Count the lines in the records below that contain the string "truck", where case counts, and give only that number.

[Start Entries shown]

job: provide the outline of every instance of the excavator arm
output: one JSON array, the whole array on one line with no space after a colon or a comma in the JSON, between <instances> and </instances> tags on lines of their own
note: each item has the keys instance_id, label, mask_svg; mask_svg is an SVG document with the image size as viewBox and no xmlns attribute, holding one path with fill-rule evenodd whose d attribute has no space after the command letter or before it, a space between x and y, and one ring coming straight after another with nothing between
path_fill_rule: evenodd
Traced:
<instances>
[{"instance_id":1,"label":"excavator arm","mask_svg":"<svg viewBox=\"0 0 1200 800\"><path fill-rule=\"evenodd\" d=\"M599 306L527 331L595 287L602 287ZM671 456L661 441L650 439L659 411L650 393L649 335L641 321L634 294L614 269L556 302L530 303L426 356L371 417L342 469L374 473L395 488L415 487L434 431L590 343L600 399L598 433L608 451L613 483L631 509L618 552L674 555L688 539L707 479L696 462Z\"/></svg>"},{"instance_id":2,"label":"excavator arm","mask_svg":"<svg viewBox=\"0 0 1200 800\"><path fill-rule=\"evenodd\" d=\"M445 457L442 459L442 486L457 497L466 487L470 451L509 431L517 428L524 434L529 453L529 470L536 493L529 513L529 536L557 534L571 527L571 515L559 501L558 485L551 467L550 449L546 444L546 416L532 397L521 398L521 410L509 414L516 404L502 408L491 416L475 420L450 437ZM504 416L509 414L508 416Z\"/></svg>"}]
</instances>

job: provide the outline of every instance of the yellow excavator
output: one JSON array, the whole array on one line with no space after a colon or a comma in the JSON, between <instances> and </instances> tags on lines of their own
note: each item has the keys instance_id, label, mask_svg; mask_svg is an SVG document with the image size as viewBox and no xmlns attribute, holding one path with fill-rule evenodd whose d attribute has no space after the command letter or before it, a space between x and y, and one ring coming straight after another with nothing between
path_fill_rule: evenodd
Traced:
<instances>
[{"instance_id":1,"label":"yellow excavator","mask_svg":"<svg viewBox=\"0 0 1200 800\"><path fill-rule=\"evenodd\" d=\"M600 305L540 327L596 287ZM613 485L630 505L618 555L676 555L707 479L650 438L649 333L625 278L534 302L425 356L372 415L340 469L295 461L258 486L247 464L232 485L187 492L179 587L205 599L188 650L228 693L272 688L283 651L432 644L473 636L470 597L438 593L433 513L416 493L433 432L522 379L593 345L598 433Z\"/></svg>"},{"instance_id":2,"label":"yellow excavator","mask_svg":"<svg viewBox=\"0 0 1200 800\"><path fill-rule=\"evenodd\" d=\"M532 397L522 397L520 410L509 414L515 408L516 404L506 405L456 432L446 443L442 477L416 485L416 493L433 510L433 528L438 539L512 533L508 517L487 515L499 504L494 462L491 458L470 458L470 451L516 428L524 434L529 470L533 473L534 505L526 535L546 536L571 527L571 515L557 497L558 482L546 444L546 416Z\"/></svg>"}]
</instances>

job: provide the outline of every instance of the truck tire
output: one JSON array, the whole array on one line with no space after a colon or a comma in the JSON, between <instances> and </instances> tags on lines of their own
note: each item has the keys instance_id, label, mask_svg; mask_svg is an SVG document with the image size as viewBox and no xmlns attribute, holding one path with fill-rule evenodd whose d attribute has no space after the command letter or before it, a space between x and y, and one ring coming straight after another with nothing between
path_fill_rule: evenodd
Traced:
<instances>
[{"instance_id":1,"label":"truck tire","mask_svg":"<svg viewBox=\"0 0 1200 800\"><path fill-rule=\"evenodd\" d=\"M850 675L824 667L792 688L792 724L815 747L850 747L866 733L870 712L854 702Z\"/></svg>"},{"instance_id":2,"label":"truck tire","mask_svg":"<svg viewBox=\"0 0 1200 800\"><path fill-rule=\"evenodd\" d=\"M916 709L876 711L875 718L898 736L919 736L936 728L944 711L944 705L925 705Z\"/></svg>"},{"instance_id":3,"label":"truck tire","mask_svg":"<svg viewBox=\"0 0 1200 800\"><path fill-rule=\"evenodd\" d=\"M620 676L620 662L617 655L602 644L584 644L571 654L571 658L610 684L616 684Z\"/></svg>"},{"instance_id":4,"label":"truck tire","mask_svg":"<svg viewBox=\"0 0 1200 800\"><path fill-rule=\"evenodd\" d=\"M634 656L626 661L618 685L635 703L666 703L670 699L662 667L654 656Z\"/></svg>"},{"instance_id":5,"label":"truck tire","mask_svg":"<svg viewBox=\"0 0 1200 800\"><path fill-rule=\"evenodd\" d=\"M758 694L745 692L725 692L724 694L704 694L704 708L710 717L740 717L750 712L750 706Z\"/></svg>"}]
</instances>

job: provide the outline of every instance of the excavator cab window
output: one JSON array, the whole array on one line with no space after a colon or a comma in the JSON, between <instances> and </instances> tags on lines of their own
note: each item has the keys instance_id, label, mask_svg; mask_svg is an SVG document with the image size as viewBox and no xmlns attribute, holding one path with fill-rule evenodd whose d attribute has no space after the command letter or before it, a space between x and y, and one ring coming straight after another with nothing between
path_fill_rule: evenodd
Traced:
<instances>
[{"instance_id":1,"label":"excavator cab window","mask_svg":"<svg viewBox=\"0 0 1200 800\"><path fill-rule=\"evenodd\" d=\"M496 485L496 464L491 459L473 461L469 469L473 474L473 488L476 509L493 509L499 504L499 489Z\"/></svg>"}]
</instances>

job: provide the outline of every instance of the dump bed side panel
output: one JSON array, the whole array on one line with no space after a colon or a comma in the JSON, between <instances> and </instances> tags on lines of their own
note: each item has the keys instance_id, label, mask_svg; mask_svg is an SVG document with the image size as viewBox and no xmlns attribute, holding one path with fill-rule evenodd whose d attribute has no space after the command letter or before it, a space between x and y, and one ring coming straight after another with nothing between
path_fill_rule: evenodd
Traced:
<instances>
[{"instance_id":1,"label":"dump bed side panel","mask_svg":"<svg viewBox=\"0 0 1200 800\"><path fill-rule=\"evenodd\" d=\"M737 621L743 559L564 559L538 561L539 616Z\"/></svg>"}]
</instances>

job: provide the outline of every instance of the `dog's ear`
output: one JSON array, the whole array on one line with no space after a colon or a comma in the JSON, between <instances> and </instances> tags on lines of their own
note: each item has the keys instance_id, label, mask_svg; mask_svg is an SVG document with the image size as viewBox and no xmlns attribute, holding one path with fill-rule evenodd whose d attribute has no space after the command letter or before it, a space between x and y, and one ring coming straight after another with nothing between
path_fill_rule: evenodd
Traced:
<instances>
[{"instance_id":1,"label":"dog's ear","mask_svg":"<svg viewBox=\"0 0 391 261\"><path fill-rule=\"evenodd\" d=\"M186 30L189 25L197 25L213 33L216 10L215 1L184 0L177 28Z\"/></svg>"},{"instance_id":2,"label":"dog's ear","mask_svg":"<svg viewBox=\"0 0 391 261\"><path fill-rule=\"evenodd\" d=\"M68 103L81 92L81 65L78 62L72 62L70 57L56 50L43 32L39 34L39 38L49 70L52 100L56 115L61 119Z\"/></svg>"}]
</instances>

[End Entries shown]

Exercise result:
2